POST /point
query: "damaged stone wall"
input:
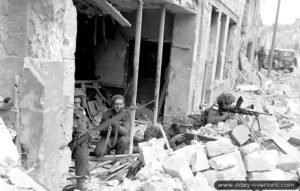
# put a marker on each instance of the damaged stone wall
(38, 40)
(184, 46)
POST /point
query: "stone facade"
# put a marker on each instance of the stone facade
(37, 42)
(205, 52)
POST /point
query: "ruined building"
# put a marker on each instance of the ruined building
(46, 45)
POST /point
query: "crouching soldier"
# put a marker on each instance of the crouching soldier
(215, 114)
(116, 136)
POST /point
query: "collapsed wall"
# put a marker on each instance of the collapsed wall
(37, 43)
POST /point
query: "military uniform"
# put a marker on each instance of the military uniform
(119, 137)
(80, 154)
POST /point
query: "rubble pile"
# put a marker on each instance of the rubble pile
(274, 155)
(13, 177)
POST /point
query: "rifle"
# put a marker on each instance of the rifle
(239, 110)
(73, 144)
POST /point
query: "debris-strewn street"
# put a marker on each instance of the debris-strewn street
(149, 95)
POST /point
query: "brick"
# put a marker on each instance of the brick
(287, 162)
(177, 166)
(199, 161)
(218, 147)
(223, 161)
(249, 148)
(275, 174)
(261, 160)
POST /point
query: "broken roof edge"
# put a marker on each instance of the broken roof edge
(173, 6)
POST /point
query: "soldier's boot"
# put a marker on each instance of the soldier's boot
(82, 184)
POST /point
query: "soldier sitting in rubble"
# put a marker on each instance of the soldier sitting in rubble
(117, 135)
(215, 114)
(80, 153)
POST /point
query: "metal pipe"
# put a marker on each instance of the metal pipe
(159, 63)
(273, 39)
(136, 60)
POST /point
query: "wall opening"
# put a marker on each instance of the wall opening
(229, 57)
(147, 71)
(222, 47)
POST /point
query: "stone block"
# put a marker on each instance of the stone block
(196, 183)
(261, 160)
(211, 176)
(9, 154)
(157, 186)
(287, 162)
(240, 134)
(189, 152)
(200, 161)
(232, 173)
(21, 179)
(286, 147)
(177, 166)
(291, 175)
(240, 163)
(204, 182)
(275, 174)
(294, 133)
(223, 161)
(147, 171)
(152, 151)
(249, 148)
(218, 147)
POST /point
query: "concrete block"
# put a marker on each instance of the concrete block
(204, 182)
(177, 166)
(240, 134)
(200, 161)
(232, 173)
(147, 171)
(261, 160)
(240, 163)
(294, 135)
(218, 147)
(223, 161)
(291, 175)
(211, 176)
(157, 186)
(9, 154)
(249, 148)
(287, 162)
(275, 174)
(189, 152)
(152, 150)
(198, 182)
(21, 179)
(286, 147)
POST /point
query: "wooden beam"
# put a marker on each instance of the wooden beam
(159, 63)
(136, 61)
(106, 6)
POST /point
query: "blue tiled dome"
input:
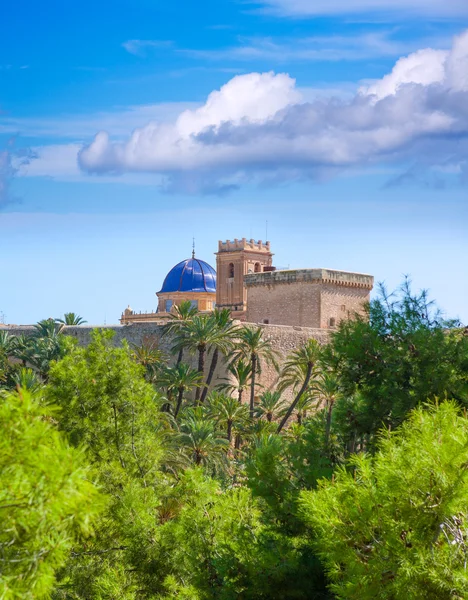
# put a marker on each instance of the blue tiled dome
(190, 275)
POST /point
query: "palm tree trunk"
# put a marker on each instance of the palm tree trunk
(201, 368)
(252, 385)
(214, 363)
(297, 398)
(179, 402)
(328, 424)
(179, 357)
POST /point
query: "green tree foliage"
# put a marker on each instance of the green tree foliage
(47, 501)
(200, 334)
(71, 319)
(396, 526)
(223, 496)
(297, 374)
(254, 348)
(400, 354)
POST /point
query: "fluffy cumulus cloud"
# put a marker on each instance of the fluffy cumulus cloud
(258, 127)
(11, 159)
(298, 8)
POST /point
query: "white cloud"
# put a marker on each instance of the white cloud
(424, 67)
(139, 47)
(312, 48)
(121, 121)
(304, 8)
(258, 127)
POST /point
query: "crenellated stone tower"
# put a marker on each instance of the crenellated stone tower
(234, 260)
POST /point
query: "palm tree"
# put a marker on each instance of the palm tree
(327, 389)
(27, 379)
(200, 441)
(21, 349)
(180, 315)
(177, 380)
(254, 348)
(305, 403)
(223, 344)
(44, 346)
(270, 406)
(198, 335)
(241, 372)
(297, 373)
(7, 344)
(227, 412)
(71, 319)
(48, 328)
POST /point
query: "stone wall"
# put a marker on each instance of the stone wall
(315, 298)
(283, 339)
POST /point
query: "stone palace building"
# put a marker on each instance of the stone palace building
(246, 282)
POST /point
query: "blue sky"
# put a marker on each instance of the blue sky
(286, 111)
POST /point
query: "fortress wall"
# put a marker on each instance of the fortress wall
(340, 303)
(286, 304)
(305, 297)
(284, 340)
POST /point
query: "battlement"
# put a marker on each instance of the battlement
(243, 244)
(330, 276)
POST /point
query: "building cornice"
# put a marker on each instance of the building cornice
(328, 276)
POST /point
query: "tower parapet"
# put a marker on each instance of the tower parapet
(235, 259)
(243, 244)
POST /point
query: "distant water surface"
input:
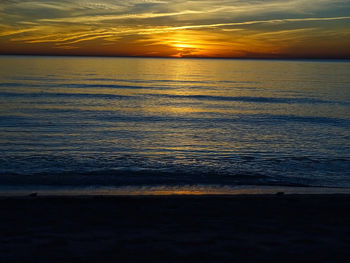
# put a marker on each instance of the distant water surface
(139, 121)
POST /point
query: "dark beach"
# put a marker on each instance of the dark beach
(243, 228)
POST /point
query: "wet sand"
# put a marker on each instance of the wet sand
(246, 228)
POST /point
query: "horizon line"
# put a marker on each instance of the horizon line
(185, 57)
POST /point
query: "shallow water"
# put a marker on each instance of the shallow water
(138, 121)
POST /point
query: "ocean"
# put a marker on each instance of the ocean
(115, 122)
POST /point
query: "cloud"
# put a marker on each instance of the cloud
(186, 27)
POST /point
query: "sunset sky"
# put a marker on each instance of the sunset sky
(177, 28)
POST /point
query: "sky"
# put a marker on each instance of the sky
(177, 28)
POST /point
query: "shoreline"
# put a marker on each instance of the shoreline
(165, 190)
(177, 228)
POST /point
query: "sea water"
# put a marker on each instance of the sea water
(83, 121)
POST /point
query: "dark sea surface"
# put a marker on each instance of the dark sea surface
(141, 121)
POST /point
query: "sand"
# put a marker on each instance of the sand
(247, 228)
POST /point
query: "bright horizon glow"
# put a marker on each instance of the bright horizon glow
(177, 28)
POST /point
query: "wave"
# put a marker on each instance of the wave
(247, 99)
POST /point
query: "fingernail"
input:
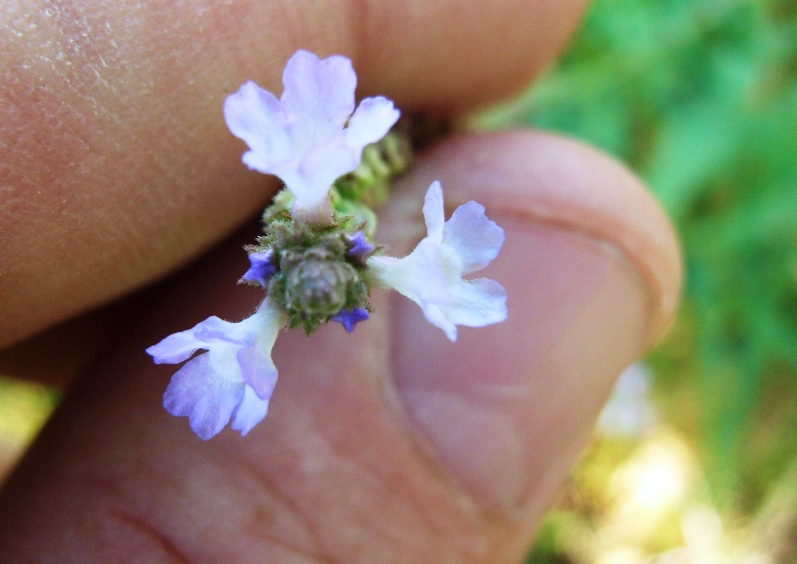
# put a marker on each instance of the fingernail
(506, 409)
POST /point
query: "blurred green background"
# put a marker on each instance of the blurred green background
(699, 97)
(695, 458)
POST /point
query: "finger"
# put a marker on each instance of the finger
(117, 166)
(388, 445)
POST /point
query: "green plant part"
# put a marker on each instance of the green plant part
(316, 274)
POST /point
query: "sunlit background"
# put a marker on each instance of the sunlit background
(694, 459)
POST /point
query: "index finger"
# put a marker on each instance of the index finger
(117, 166)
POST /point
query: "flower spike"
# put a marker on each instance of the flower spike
(316, 259)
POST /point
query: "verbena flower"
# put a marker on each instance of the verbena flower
(312, 135)
(315, 264)
(431, 275)
(232, 380)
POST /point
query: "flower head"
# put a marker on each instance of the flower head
(431, 275)
(312, 135)
(233, 380)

The task – Collect every line in the rows above that contains the word "wooden".

Final answer –
query: "wooden beam"
# put a marker on each instance of the wooden beam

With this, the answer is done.